**What this exercise asks**
1. From the Heinke text below, copy word for word the passage that starts at "Heinke was a" and ends with "London in 1839.".
2. Answer these from the Heinke text below:
(a) In what year did Gotthilf Frederick Heinke open his ironmongery shop in London?
(b) What did Charles Edwin Heinke start using for diving helmet breastplates in place of copper sheet?
(c) Which company was Heinke incorporated into?

**Excerpt provided**
Heinke
- Industry: Diving equipment
- Founded: 1844; 182 years ago
- Founder: Charles Edwin Heinke
- Defunct: 1961
- Fate: Incorporated into Siebe Gorman
- Headquarters: London, England, United Kingdom
- Products: Aqualungs, diving helmets, dry suits, wetsuits diving masks, swimming fins, snorkel tubes

= Heinke (diving equipment manufacturer) =

British manufacturer of diving equipment

Heinke was a series of companies that made diving equipment in London, run by members of a Heinke family.

==Timeline==
=== Family background ===
Gotthilf Frederick Heinke was born in Meseritz, Prussia in 1786. He arrived in London in 1809 and worked initially as a victualler to build up capital. He married Sarah Smith, who bore him three sons and two daughters. The sons were John William Heinke (born 1816), Charles Edwin Heinke (born 1818), and Gotthilf Henry Heinke (born 1820). John married Louisa Margaret Leathart in 1840

=== Ironmongery ===
In 1818, Gotthilf Frederick Heinke opened an ironmongery shop business in London and, in 1819, he got a workshop at 103 Great Portland Street in London. (Note: Around 1858, the addresses in Great Portland Street were renumbered and 103 became 79) Gotthilf Frederick opened a second premises at 3 Old Jewry, London in 1839.

===Start of making diving helmets===
Around 1844, Charles Edwin Heinke made his first diving helmet. Inspired by William F. Saddler, Heinke started using solid brass for diving helmets' breastplates, instead of copper sheet. Heinke's diving helmets had three similarly shaped circular windows. They did not have the outer protective grills as in other helmets; thus they had better visibility for divers, and it was easier to keep the windows clean. Heinke's main competitor was Siebe Gorman who also made diving helmets, and Heinke constantly tried to improve on designs. He introduced an additional exhaust valve on the front side of the breastplate, which is now called the "peppermill" because of the holes in its cover. This exhaust made it possible for the diver to ascend and descend much faster.

**Excerpted data**
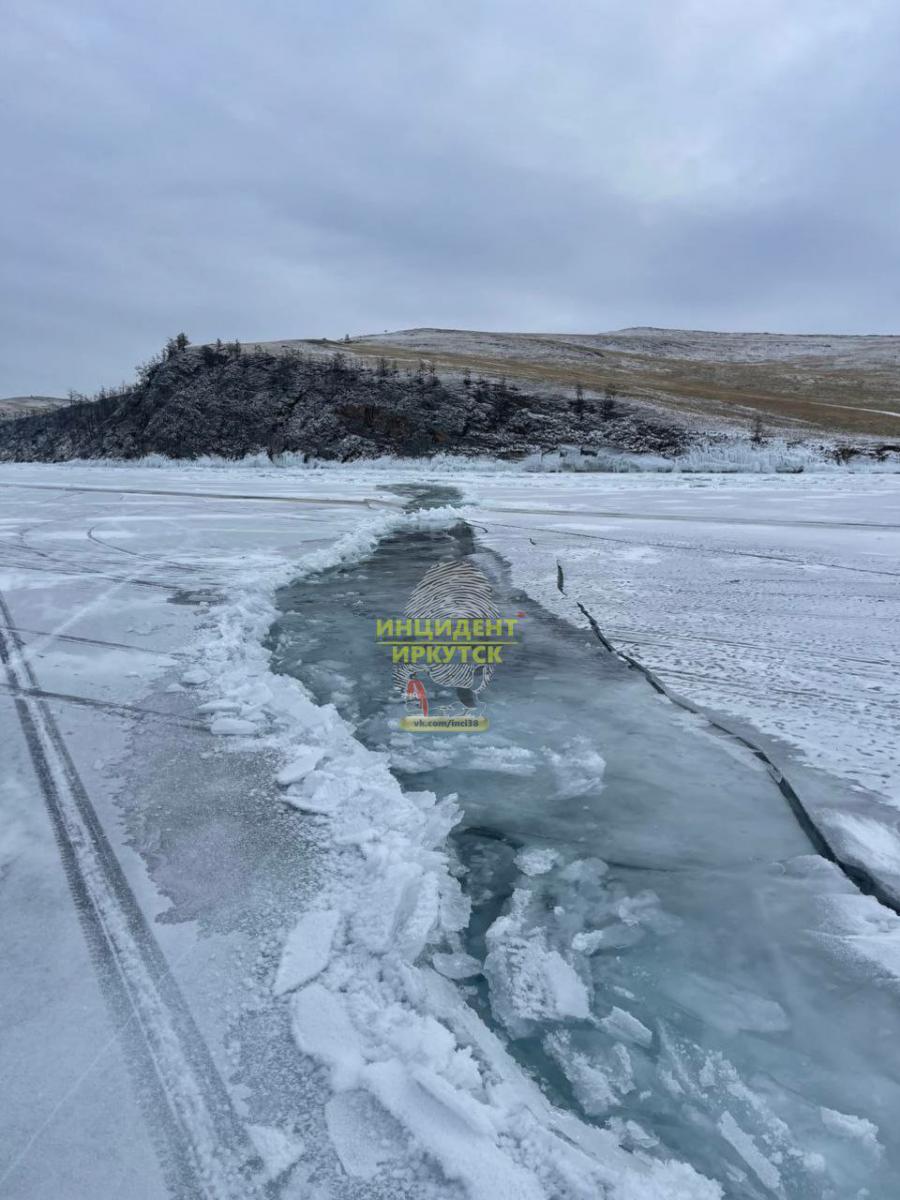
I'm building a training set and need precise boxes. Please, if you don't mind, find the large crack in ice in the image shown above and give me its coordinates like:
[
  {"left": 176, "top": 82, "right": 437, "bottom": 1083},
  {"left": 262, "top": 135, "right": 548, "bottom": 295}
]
[{"left": 183, "top": 489, "right": 900, "bottom": 1200}]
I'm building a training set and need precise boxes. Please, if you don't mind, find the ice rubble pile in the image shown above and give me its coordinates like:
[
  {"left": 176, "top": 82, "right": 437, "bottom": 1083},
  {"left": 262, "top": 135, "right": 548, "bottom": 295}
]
[{"left": 185, "top": 509, "right": 721, "bottom": 1200}]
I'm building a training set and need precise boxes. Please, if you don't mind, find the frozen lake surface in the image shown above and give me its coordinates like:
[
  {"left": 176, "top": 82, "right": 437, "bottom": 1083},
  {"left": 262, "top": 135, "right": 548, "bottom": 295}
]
[
  {"left": 0, "top": 463, "right": 900, "bottom": 1200},
  {"left": 267, "top": 496, "right": 900, "bottom": 1198}
]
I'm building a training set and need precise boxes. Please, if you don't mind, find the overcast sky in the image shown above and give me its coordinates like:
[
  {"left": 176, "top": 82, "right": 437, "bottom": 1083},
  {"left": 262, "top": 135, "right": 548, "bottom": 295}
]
[{"left": 0, "top": 0, "right": 900, "bottom": 395}]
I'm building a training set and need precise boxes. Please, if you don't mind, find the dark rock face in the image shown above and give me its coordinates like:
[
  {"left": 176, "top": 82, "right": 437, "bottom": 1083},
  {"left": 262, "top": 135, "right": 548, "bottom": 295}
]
[{"left": 0, "top": 347, "right": 686, "bottom": 461}]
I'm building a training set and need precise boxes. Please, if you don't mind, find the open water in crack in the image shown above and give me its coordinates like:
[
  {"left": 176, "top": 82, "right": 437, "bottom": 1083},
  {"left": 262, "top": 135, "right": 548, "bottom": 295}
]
[{"left": 271, "top": 490, "right": 900, "bottom": 1200}]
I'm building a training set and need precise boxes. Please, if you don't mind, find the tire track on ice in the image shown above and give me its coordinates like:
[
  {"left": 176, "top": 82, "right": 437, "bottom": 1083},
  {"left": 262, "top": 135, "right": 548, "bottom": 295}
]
[{"left": 0, "top": 595, "right": 274, "bottom": 1200}]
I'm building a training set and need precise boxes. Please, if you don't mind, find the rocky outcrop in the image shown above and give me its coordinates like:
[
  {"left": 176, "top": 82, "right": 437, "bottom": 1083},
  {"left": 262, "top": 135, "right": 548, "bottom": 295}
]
[{"left": 0, "top": 344, "right": 685, "bottom": 461}]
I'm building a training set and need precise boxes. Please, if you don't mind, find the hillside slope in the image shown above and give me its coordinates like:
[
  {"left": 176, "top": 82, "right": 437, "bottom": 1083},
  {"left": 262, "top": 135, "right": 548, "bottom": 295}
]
[
  {"left": 0, "top": 396, "right": 68, "bottom": 421},
  {"left": 0, "top": 346, "right": 686, "bottom": 461},
  {"left": 252, "top": 329, "right": 900, "bottom": 440}
]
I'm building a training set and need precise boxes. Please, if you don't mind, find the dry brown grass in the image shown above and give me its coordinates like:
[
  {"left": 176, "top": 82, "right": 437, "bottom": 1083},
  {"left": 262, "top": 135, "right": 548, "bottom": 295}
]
[{"left": 336, "top": 341, "right": 900, "bottom": 440}]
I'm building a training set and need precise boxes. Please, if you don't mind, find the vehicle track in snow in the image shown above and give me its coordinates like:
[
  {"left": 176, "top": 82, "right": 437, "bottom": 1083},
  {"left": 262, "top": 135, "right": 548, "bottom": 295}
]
[{"left": 0, "top": 595, "right": 274, "bottom": 1200}]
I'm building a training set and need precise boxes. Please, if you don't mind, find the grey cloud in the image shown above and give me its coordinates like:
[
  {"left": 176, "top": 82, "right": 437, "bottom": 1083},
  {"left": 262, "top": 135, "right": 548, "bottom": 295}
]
[{"left": 0, "top": 0, "right": 900, "bottom": 395}]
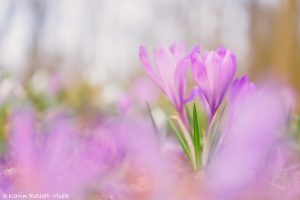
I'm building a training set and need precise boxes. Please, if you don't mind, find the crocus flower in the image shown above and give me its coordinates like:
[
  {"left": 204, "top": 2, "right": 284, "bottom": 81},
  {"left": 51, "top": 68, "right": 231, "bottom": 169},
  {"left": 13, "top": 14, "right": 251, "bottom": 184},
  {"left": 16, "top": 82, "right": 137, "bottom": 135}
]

**Replies**
1.
Heinke was a series of companies that made diving equipment in London, run by members of a Heinke family.

==Timeline==
=== Family background ===
Gotthilf Frederick Heinke was born in Meseritz, Prussia in 1786. He arrived in London in 1809 and worked initially as a victualler to build up capital. He married Sarah Smith, who bore him three sons and two daughters. The sons were John William Heinke (born 1816), Charles Edwin Heinke (born 1818), and Gotthilf Henry Heinke (born 1820). John married Louisa Margaret Leathart in 1840

=== Ironmongery ===
In 1818, Gotthilf Frederick Heinke opened an ironmongery shop business in London and, in 1819, he got a workshop at 103 Great Portland Street in London. (Note: Around 1858, the addresses in Great Portland Street were renumbered and 103 became 79) Gotthilf Frederick opened a second premises at 3 Old Jewry, London in 1839.

2.
(a) 1818
(b) Solid brass
(c) Siebe Gorman